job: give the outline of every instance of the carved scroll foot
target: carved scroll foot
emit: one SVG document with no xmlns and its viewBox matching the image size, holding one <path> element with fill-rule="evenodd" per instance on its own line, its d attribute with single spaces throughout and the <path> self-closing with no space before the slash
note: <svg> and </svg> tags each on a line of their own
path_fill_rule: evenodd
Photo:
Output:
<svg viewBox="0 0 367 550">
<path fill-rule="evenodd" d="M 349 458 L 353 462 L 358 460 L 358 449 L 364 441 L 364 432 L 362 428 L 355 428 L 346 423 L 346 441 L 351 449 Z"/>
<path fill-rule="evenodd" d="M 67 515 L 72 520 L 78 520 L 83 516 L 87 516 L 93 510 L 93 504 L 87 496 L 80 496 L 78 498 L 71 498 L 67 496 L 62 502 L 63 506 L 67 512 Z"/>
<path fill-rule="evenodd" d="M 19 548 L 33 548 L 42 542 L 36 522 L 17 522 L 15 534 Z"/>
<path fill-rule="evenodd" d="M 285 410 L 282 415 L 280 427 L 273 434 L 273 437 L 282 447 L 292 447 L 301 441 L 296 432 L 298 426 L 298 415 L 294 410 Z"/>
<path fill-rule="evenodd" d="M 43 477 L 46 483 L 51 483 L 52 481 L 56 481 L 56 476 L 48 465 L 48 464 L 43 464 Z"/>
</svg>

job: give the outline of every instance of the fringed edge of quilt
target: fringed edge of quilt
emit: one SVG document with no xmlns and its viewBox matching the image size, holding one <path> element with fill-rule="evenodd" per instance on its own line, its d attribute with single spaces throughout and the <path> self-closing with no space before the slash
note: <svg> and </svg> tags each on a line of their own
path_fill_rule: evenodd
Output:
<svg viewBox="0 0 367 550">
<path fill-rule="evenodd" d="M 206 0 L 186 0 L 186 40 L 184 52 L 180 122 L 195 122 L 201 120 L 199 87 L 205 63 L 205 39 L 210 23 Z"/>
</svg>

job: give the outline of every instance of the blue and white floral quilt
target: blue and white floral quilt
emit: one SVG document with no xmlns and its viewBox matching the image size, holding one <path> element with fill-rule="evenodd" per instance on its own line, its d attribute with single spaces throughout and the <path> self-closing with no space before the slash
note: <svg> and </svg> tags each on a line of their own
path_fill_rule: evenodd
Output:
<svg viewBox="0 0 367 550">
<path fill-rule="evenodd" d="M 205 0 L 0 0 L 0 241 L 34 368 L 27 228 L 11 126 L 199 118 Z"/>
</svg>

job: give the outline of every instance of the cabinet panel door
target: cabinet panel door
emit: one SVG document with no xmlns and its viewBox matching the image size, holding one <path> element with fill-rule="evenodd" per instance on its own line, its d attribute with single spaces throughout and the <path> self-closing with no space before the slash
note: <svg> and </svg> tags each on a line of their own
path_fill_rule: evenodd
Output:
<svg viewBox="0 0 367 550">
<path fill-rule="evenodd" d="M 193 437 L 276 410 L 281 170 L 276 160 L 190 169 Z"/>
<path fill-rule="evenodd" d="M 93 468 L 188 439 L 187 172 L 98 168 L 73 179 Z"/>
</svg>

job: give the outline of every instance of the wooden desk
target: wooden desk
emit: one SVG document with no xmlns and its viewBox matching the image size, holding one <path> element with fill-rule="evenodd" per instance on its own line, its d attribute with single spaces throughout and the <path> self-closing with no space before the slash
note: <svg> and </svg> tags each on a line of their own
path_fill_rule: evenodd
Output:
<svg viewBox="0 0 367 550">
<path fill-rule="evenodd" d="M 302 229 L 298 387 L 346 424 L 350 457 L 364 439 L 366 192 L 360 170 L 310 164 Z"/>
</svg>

☆ ☆ ☆ ☆ ☆ ☆ ☆

- **WHAT YOU HAVE TO DO**
Starting at the line that contains "job: give the outline of every instance of the cabinet", print every line through the end of the listing, word for word. Leave out all the rest.

- **TASK SOLUTION**
job: give the outline of every instance of the cabinet panel door
target: cabinet panel door
emit: one SVG document with no xmlns and its viewBox matching the image size, holding one <path> element with fill-rule="evenodd" per instance on its own line, its d attribute with single spaces throughout and the <path> self-closing with no space before the slash
note: <svg> and </svg> tags each on a line of their own
path_fill_rule: evenodd
Output:
<svg viewBox="0 0 367 550">
<path fill-rule="evenodd" d="M 193 437 L 276 410 L 281 170 L 276 160 L 190 169 Z"/>
<path fill-rule="evenodd" d="M 93 468 L 188 439 L 187 172 L 98 168 L 73 179 Z"/>
</svg>

job: give the outline of every instance of the wooden desk
target: wooden desk
emit: one SVG document with no xmlns and its viewBox matching the image size, holding one <path> element with fill-rule="evenodd" per instance on its own line, its d attribute with single spaces throughout and the <path> self-closing with no space before the slash
note: <svg> and </svg> tags each on a line of their own
path_fill_rule: evenodd
Output:
<svg viewBox="0 0 367 550">
<path fill-rule="evenodd" d="M 302 229 L 298 387 L 346 424 L 350 457 L 364 439 L 366 192 L 360 170 L 310 164 Z"/>
</svg>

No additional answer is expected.